__Exercise objective__: Reprint the entries without altering anything.

*****

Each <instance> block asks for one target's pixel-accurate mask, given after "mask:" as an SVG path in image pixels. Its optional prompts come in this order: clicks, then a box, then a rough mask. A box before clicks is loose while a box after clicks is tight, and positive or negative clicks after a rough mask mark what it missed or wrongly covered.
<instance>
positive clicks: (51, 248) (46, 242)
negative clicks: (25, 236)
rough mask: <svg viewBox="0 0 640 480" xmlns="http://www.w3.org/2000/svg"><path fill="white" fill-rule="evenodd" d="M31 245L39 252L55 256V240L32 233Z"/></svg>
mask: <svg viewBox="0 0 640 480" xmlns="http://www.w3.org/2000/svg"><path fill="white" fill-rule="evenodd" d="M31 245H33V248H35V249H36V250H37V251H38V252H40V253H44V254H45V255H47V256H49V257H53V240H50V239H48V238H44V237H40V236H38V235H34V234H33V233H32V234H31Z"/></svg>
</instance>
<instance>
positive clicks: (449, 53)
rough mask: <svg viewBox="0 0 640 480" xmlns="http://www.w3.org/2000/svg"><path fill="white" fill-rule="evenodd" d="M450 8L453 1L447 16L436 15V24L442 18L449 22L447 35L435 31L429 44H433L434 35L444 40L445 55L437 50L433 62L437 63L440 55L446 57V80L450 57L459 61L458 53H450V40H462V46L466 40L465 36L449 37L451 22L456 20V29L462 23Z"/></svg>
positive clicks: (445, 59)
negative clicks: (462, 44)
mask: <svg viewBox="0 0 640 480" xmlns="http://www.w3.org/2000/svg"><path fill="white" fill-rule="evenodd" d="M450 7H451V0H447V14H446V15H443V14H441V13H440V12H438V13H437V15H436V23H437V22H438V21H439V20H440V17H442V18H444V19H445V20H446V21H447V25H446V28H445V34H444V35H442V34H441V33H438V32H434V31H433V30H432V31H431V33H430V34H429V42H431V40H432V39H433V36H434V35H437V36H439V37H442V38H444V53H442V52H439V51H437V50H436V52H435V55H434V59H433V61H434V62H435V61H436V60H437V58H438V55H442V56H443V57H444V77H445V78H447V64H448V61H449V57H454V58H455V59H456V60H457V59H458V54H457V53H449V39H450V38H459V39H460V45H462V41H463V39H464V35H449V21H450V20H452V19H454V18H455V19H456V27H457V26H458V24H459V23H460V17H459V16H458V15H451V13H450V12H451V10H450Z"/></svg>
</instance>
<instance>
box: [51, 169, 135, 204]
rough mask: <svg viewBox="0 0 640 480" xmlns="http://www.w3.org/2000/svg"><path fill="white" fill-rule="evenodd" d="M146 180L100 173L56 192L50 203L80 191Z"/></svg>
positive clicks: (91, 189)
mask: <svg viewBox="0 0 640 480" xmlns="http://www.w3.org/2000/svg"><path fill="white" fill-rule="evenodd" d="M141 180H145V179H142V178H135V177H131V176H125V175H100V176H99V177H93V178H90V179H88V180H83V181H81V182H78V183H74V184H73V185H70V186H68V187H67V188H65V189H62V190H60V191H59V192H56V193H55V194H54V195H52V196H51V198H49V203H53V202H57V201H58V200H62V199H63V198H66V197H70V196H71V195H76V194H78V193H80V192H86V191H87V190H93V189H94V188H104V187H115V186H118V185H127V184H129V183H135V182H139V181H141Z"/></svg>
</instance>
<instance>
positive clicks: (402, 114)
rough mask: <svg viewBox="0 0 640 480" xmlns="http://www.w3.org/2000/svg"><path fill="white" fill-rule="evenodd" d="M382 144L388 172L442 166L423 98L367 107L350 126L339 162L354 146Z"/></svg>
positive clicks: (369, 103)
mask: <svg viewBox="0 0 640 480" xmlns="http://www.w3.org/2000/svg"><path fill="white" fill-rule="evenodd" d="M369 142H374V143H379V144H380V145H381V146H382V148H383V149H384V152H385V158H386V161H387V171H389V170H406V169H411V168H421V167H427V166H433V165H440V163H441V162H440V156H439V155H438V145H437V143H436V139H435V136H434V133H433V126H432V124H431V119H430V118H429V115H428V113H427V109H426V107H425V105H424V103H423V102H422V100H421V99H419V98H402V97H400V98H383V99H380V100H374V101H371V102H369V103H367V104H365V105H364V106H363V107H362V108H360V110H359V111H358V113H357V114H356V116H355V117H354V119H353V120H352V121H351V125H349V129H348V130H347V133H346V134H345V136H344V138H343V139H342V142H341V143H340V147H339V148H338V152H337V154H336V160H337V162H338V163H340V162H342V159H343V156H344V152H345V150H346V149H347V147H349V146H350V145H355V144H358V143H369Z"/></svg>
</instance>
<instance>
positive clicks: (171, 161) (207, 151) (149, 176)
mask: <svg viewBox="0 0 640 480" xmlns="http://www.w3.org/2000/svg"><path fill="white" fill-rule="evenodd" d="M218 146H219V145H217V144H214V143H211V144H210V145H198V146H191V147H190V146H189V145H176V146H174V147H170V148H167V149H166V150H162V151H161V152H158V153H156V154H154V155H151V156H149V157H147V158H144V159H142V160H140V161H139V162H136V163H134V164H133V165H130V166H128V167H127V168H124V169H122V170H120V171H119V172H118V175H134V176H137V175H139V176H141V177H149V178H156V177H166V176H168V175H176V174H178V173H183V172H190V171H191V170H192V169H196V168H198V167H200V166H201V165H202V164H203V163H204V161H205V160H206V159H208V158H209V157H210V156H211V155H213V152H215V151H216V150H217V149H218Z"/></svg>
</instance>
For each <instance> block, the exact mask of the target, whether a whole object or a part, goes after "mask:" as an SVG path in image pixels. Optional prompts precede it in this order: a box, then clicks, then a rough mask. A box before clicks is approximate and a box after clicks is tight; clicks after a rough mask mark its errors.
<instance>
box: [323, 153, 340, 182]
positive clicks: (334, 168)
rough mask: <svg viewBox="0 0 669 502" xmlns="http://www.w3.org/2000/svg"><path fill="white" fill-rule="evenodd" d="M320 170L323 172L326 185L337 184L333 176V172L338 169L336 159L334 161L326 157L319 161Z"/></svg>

*****

__Result for this exercise__:
Each <instance> block asks for one target's pixel-accurate mask, given after "mask:" as an SVG path in image pixels. Its optional prompts come in this order: clicks, then a box, then a rough mask. A box before clicks is loose while a box after clicks is tight, and positive or negative clicks after a rough mask mark what it missed or wrongly covered.
<instance>
positive clicks: (51, 248) (46, 242)
negative clicks: (25, 236)
rough mask: <svg viewBox="0 0 640 480" xmlns="http://www.w3.org/2000/svg"><path fill="white" fill-rule="evenodd" d="M31 245L39 252L55 256V240L32 233Z"/></svg>
mask: <svg viewBox="0 0 640 480" xmlns="http://www.w3.org/2000/svg"><path fill="white" fill-rule="evenodd" d="M31 245H33V248H35V249H36V250H37V251H38V252H40V253H44V254H45V255H47V256H49V257H53V240H50V239H48V238H44V237H40V236H38V235H34V234H33V233H32V234H31Z"/></svg>
</instance>
<instance>
positive clicks: (449, 53)
rough mask: <svg viewBox="0 0 640 480" xmlns="http://www.w3.org/2000/svg"><path fill="white" fill-rule="evenodd" d="M450 8L453 1L447 16L436 15V24L442 18L449 22L447 35L435 31L429 44H433L434 35L444 40L445 55L437 50L433 62L437 63L440 55L446 57V80L450 57L459 61L458 53H450V40H462V46L466 40L465 36L449 37L451 22L456 20V29L462 23Z"/></svg>
positive clicks: (445, 59)
negative clicks: (462, 44)
mask: <svg viewBox="0 0 640 480" xmlns="http://www.w3.org/2000/svg"><path fill="white" fill-rule="evenodd" d="M450 7H451V0H447V14H446V15H443V14H441V13H440V12H438V13H437V15H436V23H437V22H438V21H439V20H440V17H442V18H444V19H445V20H446V21H447V25H446V28H445V34H444V35H442V34H441V33H438V32H434V31H433V30H432V31H431V33H430V34H429V42H431V40H432V39H433V36H434V35H437V36H439V37H442V38H444V53H442V52H439V51H437V50H436V52H435V55H434V59H433V61H434V62H435V61H436V60H437V58H438V55H442V56H443V57H444V77H445V78H447V64H448V61H449V57H454V58H455V59H456V60H457V59H458V54H457V53H449V39H450V38H459V39H460V45H462V41H463V39H464V35H449V21H450V20H452V19H454V18H455V19H456V27H457V26H458V24H459V23H460V17H459V16H458V15H451V13H450V12H451V10H450Z"/></svg>
</instance>
<instance>
box: [51, 169, 135, 204]
rough mask: <svg viewBox="0 0 640 480" xmlns="http://www.w3.org/2000/svg"><path fill="white" fill-rule="evenodd" d="M146 180L100 173L56 192L50 203L80 191Z"/></svg>
positive clicks: (91, 189)
mask: <svg viewBox="0 0 640 480" xmlns="http://www.w3.org/2000/svg"><path fill="white" fill-rule="evenodd" d="M141 180H145V179H142V178H135V177H131V176H125V175H100V176H99V177H93V178H90V179H88V180H83V181H81V182H78V183H74V184H73V185H70V186H68V187H67V188H65V189H62V190H60V191H59V192H56V193H55V194H54V195H52V196H51V198H49V203H53V202H57V201H58V200H62V199H63V198H66V197H70V196H71V195H76V194H78V193H80V192H86V191H87V190H93V189H94V188H104V187H115V186H118V185H127V184H129V183H135V182H139V181H141Z"/></svg>
</instance>
<instance>
positive clicks: (402, 114)
rough mask: <svg viewBox="0 0 640 480" xmlns="http://www.w3.org/2000/svg"><path fill="white" fill-rule="evenodd" d="M382 144L388 172L442 166L423 98L367 107L350 126L339 162L354 146Z"/></svg>
positive clicks: (369, 103)
mask: <svg viewBox="0 0 640 480" xmlns="http://www.w3.org/2000/svg"><path fill="white" fill-rule="evenodd" d="M369 142H374V143H379V144H380V145H381V146H382V148H383V149H384V152H385V158H386V161H387V171H389V170H406V169H411V168H421V167H427V166H433V165H440V163H441V162H440V156H439V155H438V145H437V143H436V139H435V136H434V133H433V126H432V124H431V119H430V118H429V115H428V113H427V109H426V107H425V105H424V103H423V102H422V100H421V99H419V98H402V97H400V98H383V99H380V100H374V101H371V102H369V103H367V104H365V105H364V106H363V107H362V108H360V110H359V111H358V113H357V114H356V116H355V117H354V119H353V120H352V121H351V125H349V129H348V130H347V133H346V134H345V136H344V138H343V139H342V142H341V143H340V147H339V148H338V152H337V154H336V160H337V162H338V163H340V162H342V159H343V156H344V152H345V150H346V149H347V147H349V146H350V145H355V144H358V143H369Z"/></svg>
</instance>
<instance>
positive clicks: (171, 161) (207, 151) (149, 176)
mask: <svg viewBox="0 0 640 480" xmlns="http://www.w3.org/2000/svg"><path fill="white" fill-rule="evenodd" d="M218 146H219V145H217V144H214V143H211V144H210V145H198V146H191V147H190V146H189V145H176V146H174V147H170V148H167V149H166V150H162V151H161V152H158V153H156V154H154V155H151V156H149V157H147V158H144V159H142V160H140V161H139V162H136V163H134V164H133V165H130V166H128V167H127V168H124V169H122V170H120V171H119V172H118V175H134V176H137V175H139V176H141V177H149V178H156V177H166V176H168V175H176V174H178V173H183V172H190V171H191V170H192V169H196V168H198V167H200V166H201V165H202V164H203V163H204V161H205V160H206V159H208V158H209V157H210V156H211V155H213V152H215V151H216V150H217V149H218Z"/></svg>
</instance>
For each <instance> block, the exact mask of the target, whether a whole object or a part, goes after "mask:" as an SVG path in image pixels. Optional prompts precede it in this order: a box, then clicks, then a rough mask. A box before clicks is approximate and a box after clicks is tight; clicks after a rough mask mark its errors.
<instance>
box: [323, 153, 340, 182]
positive clicks: (334, 168)
rough mask: <svg viewBox="0 0 669 502" xmlns="http://www.w3.org/2000/svg"><path fill="white" fill-rule="evenodd" d="M320 170L323 172L326 185L337 184L333 176V172L338 169L336 159L334 161L326 157L319 161Z"/></svg>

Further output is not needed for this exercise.